··· SUPPLIED DATA ···

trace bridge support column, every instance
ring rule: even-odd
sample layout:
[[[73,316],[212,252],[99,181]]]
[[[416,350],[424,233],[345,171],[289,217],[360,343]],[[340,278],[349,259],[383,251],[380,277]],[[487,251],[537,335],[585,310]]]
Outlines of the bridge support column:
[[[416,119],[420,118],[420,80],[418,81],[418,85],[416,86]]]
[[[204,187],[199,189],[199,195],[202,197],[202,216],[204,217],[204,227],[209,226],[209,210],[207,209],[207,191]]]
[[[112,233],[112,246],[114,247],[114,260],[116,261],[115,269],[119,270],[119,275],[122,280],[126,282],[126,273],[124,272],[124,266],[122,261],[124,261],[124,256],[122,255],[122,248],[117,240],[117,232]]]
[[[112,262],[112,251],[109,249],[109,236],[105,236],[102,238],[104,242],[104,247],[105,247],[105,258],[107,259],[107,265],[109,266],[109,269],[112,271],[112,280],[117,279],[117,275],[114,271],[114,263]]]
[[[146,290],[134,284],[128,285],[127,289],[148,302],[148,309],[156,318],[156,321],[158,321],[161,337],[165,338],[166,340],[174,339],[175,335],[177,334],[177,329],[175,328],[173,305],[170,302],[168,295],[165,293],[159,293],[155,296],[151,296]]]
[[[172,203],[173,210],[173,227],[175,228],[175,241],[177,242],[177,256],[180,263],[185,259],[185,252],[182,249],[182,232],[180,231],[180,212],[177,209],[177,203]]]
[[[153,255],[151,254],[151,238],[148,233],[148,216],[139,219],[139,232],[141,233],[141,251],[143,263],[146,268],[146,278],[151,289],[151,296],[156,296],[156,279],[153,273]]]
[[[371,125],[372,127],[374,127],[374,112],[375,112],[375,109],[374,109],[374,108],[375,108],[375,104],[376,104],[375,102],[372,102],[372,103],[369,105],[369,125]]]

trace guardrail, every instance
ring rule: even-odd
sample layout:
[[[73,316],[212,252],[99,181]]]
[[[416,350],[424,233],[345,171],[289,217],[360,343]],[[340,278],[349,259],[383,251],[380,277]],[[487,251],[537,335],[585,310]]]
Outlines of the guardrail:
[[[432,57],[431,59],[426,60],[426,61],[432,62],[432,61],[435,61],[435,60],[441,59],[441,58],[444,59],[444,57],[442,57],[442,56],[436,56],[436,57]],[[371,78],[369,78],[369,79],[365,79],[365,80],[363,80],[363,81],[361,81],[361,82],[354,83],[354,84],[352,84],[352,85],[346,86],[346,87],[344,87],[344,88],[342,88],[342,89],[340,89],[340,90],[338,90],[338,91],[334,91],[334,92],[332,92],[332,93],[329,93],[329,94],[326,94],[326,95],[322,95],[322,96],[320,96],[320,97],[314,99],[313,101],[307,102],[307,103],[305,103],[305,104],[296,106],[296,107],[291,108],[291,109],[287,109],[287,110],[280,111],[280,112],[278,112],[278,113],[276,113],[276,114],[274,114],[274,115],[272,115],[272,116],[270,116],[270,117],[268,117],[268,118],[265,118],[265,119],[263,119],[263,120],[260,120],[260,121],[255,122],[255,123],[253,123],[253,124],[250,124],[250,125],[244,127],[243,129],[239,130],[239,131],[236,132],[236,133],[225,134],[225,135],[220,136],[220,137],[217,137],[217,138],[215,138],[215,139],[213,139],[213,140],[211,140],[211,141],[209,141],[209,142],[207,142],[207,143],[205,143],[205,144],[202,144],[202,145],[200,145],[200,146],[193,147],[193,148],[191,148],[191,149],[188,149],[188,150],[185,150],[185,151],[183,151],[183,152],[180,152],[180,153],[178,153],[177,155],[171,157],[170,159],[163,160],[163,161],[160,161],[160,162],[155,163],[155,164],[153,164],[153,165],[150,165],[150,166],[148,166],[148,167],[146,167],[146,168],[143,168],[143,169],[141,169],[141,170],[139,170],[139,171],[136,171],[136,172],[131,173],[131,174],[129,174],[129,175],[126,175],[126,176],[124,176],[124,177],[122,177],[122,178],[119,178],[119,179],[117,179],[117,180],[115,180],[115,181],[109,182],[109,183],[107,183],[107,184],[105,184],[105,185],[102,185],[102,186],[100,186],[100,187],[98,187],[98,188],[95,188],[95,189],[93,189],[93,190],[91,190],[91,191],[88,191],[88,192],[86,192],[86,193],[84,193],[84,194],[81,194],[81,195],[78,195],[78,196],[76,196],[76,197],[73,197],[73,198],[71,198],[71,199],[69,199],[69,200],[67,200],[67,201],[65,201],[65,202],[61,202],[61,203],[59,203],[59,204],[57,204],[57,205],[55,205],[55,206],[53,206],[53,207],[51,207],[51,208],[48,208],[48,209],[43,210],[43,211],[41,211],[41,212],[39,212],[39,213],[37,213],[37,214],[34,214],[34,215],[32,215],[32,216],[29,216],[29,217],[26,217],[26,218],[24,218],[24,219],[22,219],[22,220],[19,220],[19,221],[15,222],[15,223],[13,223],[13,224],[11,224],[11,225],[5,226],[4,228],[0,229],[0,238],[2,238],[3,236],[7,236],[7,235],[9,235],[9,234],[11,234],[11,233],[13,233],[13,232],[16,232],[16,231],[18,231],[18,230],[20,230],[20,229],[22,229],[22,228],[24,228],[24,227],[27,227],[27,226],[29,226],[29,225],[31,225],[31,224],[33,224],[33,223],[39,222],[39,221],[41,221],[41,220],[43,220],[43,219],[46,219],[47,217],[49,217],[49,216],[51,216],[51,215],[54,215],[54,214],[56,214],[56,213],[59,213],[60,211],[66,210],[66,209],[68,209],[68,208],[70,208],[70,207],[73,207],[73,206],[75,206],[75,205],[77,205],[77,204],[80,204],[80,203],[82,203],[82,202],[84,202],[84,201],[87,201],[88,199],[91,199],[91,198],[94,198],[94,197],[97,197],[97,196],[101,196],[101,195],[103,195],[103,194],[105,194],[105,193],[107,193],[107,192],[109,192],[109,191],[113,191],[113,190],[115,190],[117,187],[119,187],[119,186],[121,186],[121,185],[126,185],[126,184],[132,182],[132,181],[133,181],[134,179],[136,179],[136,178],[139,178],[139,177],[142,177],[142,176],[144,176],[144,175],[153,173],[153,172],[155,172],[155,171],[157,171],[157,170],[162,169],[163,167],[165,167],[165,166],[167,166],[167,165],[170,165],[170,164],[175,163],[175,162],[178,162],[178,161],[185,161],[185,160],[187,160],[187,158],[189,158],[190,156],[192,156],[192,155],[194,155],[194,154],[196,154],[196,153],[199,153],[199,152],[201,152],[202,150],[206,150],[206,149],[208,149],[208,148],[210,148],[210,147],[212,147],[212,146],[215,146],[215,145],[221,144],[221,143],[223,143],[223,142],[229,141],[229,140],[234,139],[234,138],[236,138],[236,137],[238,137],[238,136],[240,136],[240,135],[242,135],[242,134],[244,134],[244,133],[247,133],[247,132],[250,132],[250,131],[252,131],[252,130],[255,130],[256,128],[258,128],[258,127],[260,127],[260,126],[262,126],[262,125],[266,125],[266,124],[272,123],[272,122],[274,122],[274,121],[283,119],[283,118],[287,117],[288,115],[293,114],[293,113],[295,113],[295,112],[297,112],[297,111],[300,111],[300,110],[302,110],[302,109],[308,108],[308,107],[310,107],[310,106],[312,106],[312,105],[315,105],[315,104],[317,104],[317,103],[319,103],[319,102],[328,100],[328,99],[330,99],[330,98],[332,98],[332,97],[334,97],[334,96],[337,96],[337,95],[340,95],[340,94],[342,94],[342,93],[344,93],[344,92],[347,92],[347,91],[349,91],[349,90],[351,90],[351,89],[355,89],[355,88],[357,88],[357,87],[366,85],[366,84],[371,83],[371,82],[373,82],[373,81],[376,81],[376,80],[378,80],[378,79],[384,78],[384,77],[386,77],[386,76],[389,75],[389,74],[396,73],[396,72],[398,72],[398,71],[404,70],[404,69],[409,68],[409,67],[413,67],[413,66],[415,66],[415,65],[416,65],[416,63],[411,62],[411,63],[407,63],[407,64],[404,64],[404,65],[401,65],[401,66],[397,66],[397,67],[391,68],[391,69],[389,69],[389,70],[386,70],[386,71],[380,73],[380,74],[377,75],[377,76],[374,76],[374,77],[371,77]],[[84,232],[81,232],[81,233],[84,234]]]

···

• EXERCISE DIRECTIONS: Take the word "Outlines" and find each line of the material that contains it. Copy those lines.

• RESULT OF THIS EXERCISE:
Outlines of the bridge support column:
Outlines of the guardrail:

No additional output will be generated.